A dataset for the 2TX-4RX MMWave Radar with the raw ADC data being recorded. Six main objects - pedestrian, cyclist, car, motorbike, bus, truck - were collected to fit the automotive object detection scenario.
RAMP-CNN: A Novel Neural Network for Enhanced Automotive Radar Object Recognition,
Xiangyu Gao, Guanbin Xing, Sumit Roy, and Hui Liu,
arXiv technical report (arXiv 2011.08981)
@ARTICLE{9249018, author={Gao, Xiangyu and Xing, Guanbin and Roy, Sumit and Liu, Hui},
journal={IEEE Sensors Journal},
title={RAMP-CNN: A Novel Neural Network for Enhanced Automotive Radar Object Recognition},
year={2021}, volume={21}, number={4}, pages={5119-5132}, doi={10.1109/JSEN.2020.3036047}}
Raw ADC Data of 77GHz MMWave radar for Automotive Object Detection,
Xiangyu Gao, Youchen Luo, Guanbin Xing, Sumit Roy, Hui Liu,
IEEE Dataport
@data{xm40-jx59-22, doi = {10.21227/xm40-jx59}, url = {https://dx.doi.org/10.21227/xm40-jx59},
author = {Gao, Xiangyu and Luo, Youchen and Xing, Guanbin and Roy, Sumit and Liu, Hui},
publisher = {IEEE Dataport},
title = {Raw ADC Data of 77GHz MMWave radar for Automotive Object Detection},
year = {2022} }
(April 28, 2023) Update the description for labels.
(Dec. 11, 2022) Initial release of dataset and tools.
In this dataset, we provided the raw analog-to-digital-converter (ADC) data of a 77GHz mmwave radar for the automotive object detection scenario. The overall dataset contains approximately 19800 frames of radar data as well as synchronized camera images and labels. For each radar frame, its raw data has 4 dimensions: samples (fast time), chirps (slow time), transmitters, and receivers. The experiment radar was assembled from the TI AWR 1843 board, with 2 horizontal transmit antennas and 4 receive antennas. With time-division multiplexing on all transmitters, it can form a 1D-MIMO virtual array with 8 elements.

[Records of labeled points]

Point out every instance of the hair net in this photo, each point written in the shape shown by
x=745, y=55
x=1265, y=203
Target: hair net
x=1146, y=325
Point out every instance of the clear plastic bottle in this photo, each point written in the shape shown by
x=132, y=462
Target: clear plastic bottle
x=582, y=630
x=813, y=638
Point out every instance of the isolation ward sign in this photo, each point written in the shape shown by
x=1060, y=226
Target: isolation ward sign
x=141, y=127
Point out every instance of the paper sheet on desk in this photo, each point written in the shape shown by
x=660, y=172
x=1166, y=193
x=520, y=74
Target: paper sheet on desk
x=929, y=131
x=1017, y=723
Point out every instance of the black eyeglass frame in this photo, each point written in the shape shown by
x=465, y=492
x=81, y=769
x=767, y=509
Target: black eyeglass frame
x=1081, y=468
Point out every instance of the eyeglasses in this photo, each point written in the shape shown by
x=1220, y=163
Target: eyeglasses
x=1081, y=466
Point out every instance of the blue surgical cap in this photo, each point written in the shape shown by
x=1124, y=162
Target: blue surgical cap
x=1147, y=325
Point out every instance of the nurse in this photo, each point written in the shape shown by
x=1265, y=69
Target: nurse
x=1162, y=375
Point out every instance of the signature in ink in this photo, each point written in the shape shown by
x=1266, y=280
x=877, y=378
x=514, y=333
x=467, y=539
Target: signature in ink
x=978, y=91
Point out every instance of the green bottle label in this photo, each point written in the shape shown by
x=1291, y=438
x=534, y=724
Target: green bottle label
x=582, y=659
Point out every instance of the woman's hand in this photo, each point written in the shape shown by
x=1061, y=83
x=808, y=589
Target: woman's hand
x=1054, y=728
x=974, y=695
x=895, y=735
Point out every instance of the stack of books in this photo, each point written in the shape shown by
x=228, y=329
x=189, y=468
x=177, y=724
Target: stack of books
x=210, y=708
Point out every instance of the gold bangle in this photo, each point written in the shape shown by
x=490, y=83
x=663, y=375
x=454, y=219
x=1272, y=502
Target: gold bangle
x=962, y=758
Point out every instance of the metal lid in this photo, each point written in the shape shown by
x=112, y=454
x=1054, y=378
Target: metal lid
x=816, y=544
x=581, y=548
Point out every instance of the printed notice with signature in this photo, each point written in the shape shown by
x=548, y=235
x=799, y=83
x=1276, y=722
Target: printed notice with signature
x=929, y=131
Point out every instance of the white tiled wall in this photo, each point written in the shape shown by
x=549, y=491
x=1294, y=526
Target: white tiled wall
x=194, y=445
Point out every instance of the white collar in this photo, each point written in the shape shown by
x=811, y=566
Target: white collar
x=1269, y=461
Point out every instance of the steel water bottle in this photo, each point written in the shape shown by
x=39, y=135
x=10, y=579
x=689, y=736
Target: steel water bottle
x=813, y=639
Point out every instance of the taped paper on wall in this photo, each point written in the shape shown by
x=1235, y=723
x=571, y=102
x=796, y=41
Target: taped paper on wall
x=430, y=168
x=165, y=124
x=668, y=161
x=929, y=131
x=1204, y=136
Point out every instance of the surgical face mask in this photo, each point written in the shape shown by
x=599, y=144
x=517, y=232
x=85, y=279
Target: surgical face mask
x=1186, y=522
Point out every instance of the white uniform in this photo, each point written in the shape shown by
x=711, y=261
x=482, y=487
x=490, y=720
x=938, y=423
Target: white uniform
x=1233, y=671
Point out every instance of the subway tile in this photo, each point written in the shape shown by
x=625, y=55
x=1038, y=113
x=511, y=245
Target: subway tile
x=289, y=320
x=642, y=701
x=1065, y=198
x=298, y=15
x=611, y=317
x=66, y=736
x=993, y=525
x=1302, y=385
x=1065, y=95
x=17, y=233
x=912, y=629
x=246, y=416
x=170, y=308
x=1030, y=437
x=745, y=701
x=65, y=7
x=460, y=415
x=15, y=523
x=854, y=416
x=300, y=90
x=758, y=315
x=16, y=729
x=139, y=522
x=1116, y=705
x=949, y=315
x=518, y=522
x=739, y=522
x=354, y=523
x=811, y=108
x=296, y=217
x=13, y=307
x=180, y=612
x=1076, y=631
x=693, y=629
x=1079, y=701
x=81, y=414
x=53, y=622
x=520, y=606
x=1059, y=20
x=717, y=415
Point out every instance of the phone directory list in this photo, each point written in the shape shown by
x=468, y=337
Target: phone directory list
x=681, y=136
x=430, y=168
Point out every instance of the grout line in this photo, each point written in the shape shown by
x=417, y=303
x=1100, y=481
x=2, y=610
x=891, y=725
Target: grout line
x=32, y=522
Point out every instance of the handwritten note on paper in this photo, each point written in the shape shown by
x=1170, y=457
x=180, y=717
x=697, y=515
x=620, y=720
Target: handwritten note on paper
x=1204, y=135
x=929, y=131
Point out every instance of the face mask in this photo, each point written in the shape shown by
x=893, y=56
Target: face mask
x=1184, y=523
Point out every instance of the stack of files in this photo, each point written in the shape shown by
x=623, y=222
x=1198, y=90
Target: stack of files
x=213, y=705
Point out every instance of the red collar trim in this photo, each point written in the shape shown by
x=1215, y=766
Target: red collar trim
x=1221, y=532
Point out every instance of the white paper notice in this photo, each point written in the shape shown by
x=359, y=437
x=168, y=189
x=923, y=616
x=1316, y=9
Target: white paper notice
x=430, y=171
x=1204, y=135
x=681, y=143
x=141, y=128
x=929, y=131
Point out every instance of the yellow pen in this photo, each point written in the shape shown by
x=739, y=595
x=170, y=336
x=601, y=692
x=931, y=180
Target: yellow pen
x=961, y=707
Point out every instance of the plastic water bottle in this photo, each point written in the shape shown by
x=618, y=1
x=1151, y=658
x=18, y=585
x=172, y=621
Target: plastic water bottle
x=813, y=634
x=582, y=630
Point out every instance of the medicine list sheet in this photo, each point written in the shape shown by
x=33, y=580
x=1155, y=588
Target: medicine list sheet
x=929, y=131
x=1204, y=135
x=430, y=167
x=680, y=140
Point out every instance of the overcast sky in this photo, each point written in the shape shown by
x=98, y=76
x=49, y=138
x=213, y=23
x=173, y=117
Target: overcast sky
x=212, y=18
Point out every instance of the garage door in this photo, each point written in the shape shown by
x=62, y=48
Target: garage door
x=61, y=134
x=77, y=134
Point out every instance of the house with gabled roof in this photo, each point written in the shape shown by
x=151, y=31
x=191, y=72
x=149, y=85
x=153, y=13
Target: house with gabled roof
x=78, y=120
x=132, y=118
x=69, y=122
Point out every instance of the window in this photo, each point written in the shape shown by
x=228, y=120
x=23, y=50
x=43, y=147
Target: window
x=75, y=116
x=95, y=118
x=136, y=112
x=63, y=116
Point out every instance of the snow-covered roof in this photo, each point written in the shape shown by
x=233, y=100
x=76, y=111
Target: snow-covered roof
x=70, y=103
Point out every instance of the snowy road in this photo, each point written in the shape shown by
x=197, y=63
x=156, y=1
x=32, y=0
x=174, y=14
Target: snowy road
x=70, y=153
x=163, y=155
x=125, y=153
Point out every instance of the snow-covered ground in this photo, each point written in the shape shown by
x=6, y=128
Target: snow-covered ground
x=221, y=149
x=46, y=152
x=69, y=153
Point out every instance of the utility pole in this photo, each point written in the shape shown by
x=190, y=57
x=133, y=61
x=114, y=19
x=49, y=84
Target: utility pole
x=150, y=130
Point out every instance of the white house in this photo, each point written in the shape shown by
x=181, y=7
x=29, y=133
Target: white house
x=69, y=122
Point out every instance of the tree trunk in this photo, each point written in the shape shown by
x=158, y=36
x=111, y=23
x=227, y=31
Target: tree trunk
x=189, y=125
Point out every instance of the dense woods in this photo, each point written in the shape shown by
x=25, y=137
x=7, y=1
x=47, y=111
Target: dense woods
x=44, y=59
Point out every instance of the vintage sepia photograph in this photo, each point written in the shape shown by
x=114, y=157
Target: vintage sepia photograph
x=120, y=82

Set of tasks
1/ From the radar dataset description, write out the passage that begins at the words "A dataset for" and stops after "fit the automotive object detection scenario.".
2/ Answer these questions from the radar dataset description.
(a) About how many frames of radar data does the dataset contain?
(b) What was updated on April 28, 2023?
(c) In which journal did the RAMP-CNN article appear?

Final answers
1/
A dataset for the 2TX-4RX MMWave Radar with the raw ADC data being recorded. Six main objects - pedestrian, cyclist, car, motorbike, bus, truck - were collected to fit the automotive object detection scenario.

2/
(a) Approximately 19800 frames.
(b) The description for labels.
(c) IEEE Sensors Journal.